• _GESTELLTE AUFGABE A_
Gib aus den Zeilen weiter unten jede Zeile zurück, in der die Zeichenfolge „hedge“ vorkommt.

Individualisierung, Pathologisierung und Dramatisierung treten kombiniert in medialen und wissenschaftlichen Auseinandersetzungen zu (De-)Radikalisierung und Strafvollzug auf. Dort, wo Individuen extremen Situationen der Geschlossenheit ausgesetzt sind (Neuber & Zahradnik 2019) und sich soziale Probleme akkumulieren, treten öffentliche und politische Problematisierung noch deutlicher hervor (Groenemeyer 2010). So hat sich eine weitere diskursive Konstruktion[6] etabliert, bei der Sicherheit und Radikalisierung im Kontext des Strafvollzugs dramatisiert[7] werden. Gefängnisse werden zuweilen als „Durchlauferhitzer“ (Korn 2015) oder „Brutstätten“ (Vidino 2013: 31) für Radikalisierungsprozesse beschrieben und erhalten damit eine besondere Rolle bei der Konstruktion des sozialen Problems Radikalisierung. Demnach stünden Inhaftierte in der Gefahr, sich während ihres Aufenthaltes innerhalb der „totalen Institution“ Gefängnis (Goffman 2016 [1973]) sowohl auf ideologischer Ebene, in Form von Rechtfertigungs- und Neutralisierungstechniken, als auch auf der Handlungsebene, in Form von Aneignung besonderer ‚skills‘, wie etwa dem Umgang mit Waffen, zu radikalisieren (Basra et al. 2016). Auch hier steht die islamistische Radikalisierung im Mittelpunkt wissenschaftlicher Untersuchungen (Hoffmann et al. 2017) und medialer Debatten (Völlinger 2017). Als Ergebnis dieser Thematisierung von islamistischer Radikalisierung in Haft sind europaweit in den vergangenen Jahren zahlreiche Deradikalisierungsprogramme für Gefängnisse aufgelegt worden (BMFSFJ 2017; Ronco et al. 2019). Prävention und Intervention von Radikalisierung, insbesondere in Gefängnissen, haben sich als weiteres Feld für Politik, Medien, Wissenschaft und Fachpraxis etabliert.

• _EINGABE ZUR AUFGABE_
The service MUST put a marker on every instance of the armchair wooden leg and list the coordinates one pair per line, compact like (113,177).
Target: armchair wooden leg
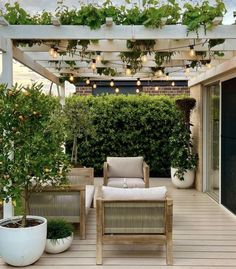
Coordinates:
(169,253)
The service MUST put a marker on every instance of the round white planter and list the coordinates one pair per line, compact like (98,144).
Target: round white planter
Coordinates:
(58,245)
(188,179)
(22,246)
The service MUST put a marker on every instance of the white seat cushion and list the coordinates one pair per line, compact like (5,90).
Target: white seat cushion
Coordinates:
(155,193)
(89,194)
(125,166)
(118,182)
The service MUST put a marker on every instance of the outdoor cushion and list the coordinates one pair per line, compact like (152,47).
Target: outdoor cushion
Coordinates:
(155,193)
(125,167)
(89,193)
(131,182)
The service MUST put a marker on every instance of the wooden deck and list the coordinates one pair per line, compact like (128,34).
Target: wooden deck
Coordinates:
(204,236)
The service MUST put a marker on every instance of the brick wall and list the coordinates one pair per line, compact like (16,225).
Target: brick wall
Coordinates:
(167,90)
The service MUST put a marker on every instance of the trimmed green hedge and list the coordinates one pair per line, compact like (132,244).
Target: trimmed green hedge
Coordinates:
(128,126)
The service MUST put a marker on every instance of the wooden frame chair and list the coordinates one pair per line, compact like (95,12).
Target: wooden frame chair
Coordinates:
(133,222)
(115,170)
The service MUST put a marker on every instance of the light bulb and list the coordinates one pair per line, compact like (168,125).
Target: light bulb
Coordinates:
(144,58)
(87,81)
(93,65)
(208,64)
(51,51)
(128,71)
(187,69)
(192,52)
(138,82)
(112,83)
(71,78)
(55,54)
(159,73)
(98,57)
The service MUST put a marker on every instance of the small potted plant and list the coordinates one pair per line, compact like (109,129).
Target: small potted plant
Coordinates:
(183,159)
(32,133)
(59,236)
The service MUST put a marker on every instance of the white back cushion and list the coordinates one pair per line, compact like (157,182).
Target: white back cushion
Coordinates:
(125,166)
(155,193)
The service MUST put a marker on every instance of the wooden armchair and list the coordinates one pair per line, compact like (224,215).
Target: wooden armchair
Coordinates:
(70,202)
(123,219)
(133,169)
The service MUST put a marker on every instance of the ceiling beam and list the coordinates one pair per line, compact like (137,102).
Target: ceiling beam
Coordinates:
(27,61)
(115,32)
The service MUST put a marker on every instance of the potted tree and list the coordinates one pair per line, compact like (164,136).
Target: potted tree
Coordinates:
(183,159)
(31,136)
(59,236)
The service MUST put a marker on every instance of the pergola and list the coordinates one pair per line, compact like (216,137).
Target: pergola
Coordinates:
(112,40)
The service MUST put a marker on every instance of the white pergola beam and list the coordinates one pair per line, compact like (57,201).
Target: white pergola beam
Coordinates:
(29,62)
(115,32)
(120,45)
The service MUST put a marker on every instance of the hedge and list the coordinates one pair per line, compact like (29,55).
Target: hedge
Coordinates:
(127,126)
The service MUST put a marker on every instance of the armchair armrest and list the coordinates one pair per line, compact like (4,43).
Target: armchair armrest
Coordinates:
(146,174)
(105,173)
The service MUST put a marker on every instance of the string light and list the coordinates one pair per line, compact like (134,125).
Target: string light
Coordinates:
(51,51)
(87,81)
(55,53)
(112,83)
(98,57)
(71,78)
(128,70)
(94,86)
(144,58)
(159,72)
(138,82)
(187,69)
(93,65)
(192,52)
(208,64)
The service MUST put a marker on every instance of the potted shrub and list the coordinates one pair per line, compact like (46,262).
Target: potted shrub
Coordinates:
(183,159)
(59,236)
(31,156)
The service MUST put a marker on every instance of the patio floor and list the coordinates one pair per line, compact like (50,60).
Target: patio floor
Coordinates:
(204,236)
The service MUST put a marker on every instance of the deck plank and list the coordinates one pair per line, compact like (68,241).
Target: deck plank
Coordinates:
(204,237)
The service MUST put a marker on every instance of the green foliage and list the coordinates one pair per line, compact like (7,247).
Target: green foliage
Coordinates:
(128,126)
(79,124)
(32,132)
(58,228)
(202,15)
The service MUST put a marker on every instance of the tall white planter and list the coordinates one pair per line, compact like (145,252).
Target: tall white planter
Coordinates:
(188,179)
(22,246)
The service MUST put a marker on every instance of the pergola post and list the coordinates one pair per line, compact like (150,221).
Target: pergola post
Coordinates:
(6,76)
(62,94)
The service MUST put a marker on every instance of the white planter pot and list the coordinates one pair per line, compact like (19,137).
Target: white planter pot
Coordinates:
(188,179)
(22,246)
(59,245)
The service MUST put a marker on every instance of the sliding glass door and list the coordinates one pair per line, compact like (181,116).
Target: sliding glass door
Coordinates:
(212,140)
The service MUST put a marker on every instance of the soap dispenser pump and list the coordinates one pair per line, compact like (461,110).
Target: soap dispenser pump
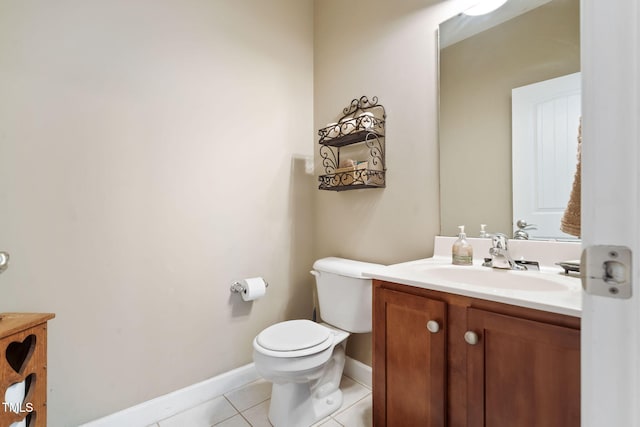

• _GESTELLTE AUFGABE B_
Fasse den Absatz des Textauszugs, der mit „Individualisierung, Pathologisierung und Dramatisierung“ beginnt, als knappe Stichpunktliste zusammen und behalte dabei seine wesentlichen Aussagen bei.

• _SCHRIFTLICHE ANTWORT A_
The service MUST put a marker on every instance of the trimmed green hedge and list the coordinates one pair per line, compact like (132,244).
Target: trimmed green hedge
The service MUST put a marker on every instance of the hedge and list the coordinates one pair per line, compact like (29,55).
Target: hedge

• _SCHRIFTLICHE ANTWORT B_
- Individualisierung, Pathologisierung und Dramatisierung treten in medialen und wissenschaftlichen Debatten über (De-)Radikalisierung und Strafvollzug gemeinsam auf.
- Wo Menschen extremer Geschlossenheit ausgesetzt sind und sich soziale Probleme häufen, zeigt sich die öffentliche und politische Problematisierung noch deutlicher.
- Es hat sich eine diskursive Konstruktion etabliert, die Sicherheit und Radikalisierung im Strafvollzug dramatisiert.
- Gefängnisse werden teils als „Durchlauferhitzer“ oder „Brutstätten“ der Radikalisierung beschrieben. Damit erhalten sie eine besondere Rolle bei der Konstruktion dieses sozialen Problems.
- Inhaftierten wird die Gefahr zugeschrieben, sich in der „totalen Institution“ Gefängnis zu radikalisieren. Das betrifft zum einen die ideologische Ebene mit Rechtfertigungs- und Neutralisierungstechniken. Zum anderen betrifft es die Handlungsebene, etwa den Umgang mit Waffen.
- Auch hier steht die islamistische Radikalisierung im Mittelpunkt von Forschung und Medien.
- In der Folge wurden europaweit zahlreiche Deradikalisierungsprogramme für Gefängnisse aufgelegt.
- Prävention und Intervention, besonders in Gefängnissen, sind zu einem eigenen Feld für Politik, Medien, Wissenschaft und Fachpraxis geworden.